*WORK REQUIRED:* From the article below on Vin Scully's death, list every Dodgers player it names.

*TEXT FOR ANALYSIS:*
⁂

Vin Scully, Legendary Voice of the Dodgers For 6 Decades, Dies at 94
Vin Scully, Legendary Voice of the Dodgers For 6 Decades, Dies at 94


Vin Scully, the beloved Dodgers broadcaster who informed and entertained generations of baseball fans over a career that lasted six decades, died Tuesday at the age of 94.

Scully’s death was announced Tuesday evening by the Los Angeles Dodgers.

“We have lost an icon,” Dodgers President and CEO Stan Kasten said in a statement. “His voice will always be heard and etched in all of our minds forever.”

His folksy manner, typified by his broadcast greeting of “Hi, everybody, and a very pleasant good evening to you wherever you may be,” transcended generations of baseball lore.

His career began when the team was still in Brooklyn and Jackie Robinson and Pee Wee Reese were fixtures on the field. He followed the team when it moved west, regaling fans over the next five decades with the play of such Dodger greats as Sandy Koufax, Steve Garvey, Fernando Valenzuela and Clayton Kershaw.

Scully usually worked alone, providing both color and play-by-play during his broadcasts, delivering often overlooked factoids and decades of perspective. And although he was paid by the Dodgers, Scully was as impartial as a broadcaster comes, both praising an opponent’s play or criticizing a Dodger manager’s decision.

“I guess it’s kind of a running commentary with an imaginary friend,” is how he described his approach to the job in an interview in 2016, his final season before retiring from broadcasting.

After a brief stint with CBS in Washington, DC, Scully began his Dodgers radio and TV career in 1950 with future Hall of Fame broadcaster Red Barber. Three years later, the 25-year-old Scully became the youngest person to broadcast a World Series game.

“Vin Scully was one of the greatest voices in all of sports. He was a giant of a man, not only as a broadcaster, but as a humanitarian,” Kasten said. “He loved people. He loved life. He loved baseball and the Dodgers.”

Born in the Bronx on Nov. 29, 1927, Vincent Edward Scully was only 7 when his father died of pneumonia and his mother moved the family to Brooklyn, home of the Dodgers.

Scully grew up playing stickball in the streets and listening to college football games on the family’s radio. After playing outfield for two years on the Fordham University baseball team, Scully began broadcasting games for the college radio station.

⁂

*PROVIDED RECORDS:*
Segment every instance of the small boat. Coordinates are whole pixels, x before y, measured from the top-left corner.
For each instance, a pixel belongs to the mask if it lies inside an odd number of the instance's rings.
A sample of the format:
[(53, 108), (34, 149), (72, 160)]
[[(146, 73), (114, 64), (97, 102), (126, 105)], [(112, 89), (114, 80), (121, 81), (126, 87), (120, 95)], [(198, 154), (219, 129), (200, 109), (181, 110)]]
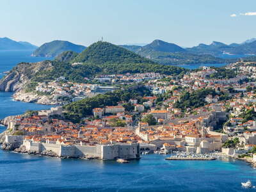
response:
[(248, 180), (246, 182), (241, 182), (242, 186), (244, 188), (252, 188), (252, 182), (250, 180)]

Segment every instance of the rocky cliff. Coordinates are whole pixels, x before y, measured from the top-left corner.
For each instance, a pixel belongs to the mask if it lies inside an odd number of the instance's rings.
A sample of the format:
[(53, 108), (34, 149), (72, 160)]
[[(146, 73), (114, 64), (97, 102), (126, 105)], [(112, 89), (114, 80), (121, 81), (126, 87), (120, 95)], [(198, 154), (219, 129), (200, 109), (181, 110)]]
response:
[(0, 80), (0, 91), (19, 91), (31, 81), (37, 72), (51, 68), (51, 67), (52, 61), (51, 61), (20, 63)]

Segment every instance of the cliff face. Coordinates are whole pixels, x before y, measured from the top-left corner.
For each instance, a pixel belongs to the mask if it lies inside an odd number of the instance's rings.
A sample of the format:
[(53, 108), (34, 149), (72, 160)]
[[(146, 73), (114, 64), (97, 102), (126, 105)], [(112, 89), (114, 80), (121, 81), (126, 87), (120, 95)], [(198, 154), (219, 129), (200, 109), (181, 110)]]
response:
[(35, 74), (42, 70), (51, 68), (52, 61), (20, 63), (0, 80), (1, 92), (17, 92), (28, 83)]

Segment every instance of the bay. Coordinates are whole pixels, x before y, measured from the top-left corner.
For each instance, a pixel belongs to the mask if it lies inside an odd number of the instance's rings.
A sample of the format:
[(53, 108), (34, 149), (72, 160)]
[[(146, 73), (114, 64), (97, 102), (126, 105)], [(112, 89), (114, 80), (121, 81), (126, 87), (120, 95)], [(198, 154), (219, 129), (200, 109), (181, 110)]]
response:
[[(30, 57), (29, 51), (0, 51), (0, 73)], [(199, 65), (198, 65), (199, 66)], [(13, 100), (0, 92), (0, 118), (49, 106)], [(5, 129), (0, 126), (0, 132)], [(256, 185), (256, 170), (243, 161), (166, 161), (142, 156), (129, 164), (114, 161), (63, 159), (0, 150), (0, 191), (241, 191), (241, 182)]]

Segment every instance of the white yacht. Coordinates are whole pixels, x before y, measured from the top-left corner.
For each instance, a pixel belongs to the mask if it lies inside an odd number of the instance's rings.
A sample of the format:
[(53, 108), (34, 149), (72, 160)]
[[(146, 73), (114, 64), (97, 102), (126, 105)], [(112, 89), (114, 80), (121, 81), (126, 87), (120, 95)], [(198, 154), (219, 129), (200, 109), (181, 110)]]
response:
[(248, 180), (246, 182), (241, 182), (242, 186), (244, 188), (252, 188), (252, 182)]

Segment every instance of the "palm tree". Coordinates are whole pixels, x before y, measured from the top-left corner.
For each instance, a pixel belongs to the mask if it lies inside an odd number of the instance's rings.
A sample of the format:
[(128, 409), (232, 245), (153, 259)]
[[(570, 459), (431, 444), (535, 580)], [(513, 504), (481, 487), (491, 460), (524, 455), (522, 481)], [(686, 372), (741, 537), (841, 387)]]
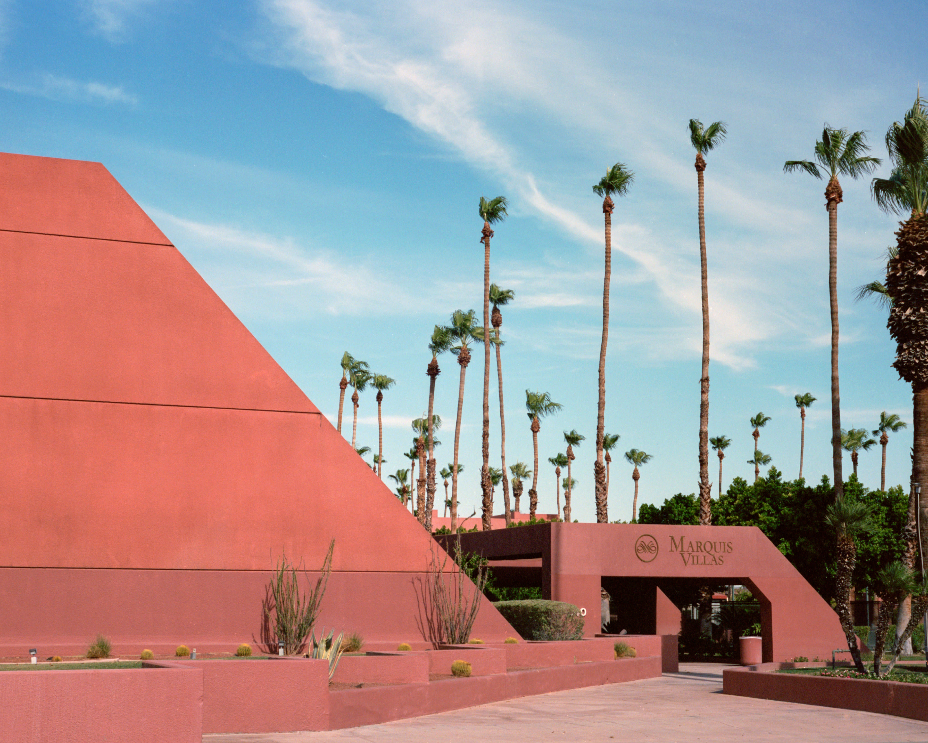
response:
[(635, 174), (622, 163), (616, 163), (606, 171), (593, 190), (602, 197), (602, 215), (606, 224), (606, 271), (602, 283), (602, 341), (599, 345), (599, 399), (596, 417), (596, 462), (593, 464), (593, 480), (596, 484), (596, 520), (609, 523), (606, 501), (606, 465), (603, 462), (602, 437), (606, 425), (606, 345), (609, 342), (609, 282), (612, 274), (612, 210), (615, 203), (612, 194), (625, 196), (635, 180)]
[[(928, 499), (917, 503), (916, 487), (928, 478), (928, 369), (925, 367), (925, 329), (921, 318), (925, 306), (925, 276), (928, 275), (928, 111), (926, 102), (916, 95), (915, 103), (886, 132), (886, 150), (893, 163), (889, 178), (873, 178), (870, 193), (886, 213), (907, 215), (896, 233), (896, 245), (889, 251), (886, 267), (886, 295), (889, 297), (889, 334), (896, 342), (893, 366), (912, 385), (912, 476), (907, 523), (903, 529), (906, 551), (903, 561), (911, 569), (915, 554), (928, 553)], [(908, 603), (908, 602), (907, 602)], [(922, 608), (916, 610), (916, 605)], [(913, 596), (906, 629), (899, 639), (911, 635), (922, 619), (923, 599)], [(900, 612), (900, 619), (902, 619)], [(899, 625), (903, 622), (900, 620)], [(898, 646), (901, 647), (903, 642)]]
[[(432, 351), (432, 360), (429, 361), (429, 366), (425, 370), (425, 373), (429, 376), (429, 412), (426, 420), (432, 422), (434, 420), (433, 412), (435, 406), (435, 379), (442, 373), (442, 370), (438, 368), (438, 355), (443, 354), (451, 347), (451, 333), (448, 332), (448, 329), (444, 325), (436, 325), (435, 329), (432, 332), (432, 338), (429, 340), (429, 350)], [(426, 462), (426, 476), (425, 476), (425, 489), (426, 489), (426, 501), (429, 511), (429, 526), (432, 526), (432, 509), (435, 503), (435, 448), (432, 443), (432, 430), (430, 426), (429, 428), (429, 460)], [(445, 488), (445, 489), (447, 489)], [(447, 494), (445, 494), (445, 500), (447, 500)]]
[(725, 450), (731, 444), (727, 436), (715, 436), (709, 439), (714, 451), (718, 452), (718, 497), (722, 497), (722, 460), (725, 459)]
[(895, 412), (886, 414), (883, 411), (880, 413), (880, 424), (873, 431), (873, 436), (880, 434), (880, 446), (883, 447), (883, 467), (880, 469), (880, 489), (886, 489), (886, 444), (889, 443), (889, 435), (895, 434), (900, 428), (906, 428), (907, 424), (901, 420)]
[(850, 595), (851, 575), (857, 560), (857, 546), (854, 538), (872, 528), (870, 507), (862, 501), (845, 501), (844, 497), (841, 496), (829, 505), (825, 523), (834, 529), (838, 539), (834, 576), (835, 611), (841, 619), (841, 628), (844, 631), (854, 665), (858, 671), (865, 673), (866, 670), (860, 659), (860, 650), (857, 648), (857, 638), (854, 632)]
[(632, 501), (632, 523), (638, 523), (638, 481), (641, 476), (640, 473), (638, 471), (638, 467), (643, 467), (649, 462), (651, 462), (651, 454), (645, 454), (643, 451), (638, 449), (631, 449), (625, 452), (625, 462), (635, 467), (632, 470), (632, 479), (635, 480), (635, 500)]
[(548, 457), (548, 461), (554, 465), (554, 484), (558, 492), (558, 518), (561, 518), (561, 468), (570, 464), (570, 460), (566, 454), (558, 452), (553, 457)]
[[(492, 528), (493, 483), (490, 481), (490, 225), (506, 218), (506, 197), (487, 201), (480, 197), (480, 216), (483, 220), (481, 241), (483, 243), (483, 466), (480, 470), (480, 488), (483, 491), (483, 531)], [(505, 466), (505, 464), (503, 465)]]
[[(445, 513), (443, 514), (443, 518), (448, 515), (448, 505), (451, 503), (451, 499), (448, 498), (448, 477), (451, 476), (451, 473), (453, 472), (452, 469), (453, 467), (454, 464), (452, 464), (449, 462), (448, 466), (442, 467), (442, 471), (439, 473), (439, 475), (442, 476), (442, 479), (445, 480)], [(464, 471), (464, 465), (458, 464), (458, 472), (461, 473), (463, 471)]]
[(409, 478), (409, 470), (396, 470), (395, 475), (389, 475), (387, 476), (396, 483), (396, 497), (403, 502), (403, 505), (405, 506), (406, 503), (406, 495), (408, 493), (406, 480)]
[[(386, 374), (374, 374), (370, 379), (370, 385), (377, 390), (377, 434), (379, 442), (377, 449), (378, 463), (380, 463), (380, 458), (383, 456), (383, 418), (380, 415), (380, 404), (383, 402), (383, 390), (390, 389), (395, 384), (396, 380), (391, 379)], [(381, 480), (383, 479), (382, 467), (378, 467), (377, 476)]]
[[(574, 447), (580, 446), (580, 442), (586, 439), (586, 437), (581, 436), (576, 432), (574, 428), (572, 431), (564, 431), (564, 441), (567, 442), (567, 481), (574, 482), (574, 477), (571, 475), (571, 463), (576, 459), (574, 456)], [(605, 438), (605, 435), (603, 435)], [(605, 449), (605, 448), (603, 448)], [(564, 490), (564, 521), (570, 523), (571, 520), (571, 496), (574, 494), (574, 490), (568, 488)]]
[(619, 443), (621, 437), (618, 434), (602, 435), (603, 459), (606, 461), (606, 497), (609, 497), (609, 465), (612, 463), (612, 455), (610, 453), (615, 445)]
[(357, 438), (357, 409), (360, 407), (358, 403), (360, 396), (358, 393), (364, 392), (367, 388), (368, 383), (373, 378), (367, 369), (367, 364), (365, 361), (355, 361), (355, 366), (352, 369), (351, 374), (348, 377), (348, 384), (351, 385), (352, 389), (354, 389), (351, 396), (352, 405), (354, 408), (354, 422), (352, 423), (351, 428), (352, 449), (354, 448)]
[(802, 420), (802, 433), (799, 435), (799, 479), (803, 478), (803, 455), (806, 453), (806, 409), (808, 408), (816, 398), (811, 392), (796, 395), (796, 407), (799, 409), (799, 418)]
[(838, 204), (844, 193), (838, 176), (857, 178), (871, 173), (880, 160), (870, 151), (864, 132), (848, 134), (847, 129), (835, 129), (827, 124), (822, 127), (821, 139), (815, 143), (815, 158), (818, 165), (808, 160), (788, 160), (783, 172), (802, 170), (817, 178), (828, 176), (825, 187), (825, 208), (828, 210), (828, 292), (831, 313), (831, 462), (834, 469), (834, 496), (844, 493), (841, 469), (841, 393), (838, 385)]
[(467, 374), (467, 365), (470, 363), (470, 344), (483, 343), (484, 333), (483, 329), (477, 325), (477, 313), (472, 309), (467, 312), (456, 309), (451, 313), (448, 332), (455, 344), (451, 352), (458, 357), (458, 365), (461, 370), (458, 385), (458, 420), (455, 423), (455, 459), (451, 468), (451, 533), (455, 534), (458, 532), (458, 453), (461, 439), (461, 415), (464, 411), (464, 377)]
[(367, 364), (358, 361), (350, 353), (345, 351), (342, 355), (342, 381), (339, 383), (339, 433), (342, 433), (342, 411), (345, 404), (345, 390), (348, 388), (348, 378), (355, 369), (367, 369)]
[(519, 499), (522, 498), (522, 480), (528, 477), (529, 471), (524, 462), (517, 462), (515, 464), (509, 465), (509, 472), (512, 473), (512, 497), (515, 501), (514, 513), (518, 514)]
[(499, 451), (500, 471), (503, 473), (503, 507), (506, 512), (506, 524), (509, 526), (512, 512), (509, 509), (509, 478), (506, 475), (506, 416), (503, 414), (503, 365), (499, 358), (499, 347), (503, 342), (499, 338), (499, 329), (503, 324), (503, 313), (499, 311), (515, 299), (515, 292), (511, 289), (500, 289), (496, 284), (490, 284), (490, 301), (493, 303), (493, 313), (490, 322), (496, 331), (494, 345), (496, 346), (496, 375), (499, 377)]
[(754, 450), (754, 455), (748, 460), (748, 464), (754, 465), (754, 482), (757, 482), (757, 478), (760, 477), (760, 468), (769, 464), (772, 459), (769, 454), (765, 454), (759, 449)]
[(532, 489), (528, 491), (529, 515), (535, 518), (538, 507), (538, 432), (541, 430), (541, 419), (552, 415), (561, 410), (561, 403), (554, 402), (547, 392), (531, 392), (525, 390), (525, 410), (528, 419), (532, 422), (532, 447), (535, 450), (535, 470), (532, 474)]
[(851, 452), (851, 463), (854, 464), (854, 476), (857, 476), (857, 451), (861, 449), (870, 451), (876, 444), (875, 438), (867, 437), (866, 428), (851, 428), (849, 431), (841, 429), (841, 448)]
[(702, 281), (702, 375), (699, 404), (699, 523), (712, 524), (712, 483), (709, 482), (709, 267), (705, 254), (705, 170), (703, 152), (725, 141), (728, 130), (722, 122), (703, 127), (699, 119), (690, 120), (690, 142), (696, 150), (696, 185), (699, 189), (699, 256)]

⁂

*RESULT OF THIS TASK:* Jackie Robinson, Pee Wee Reese, Sandy Koufax, Steve Garvey, Fernando Valenzuela, Clayton Kershaw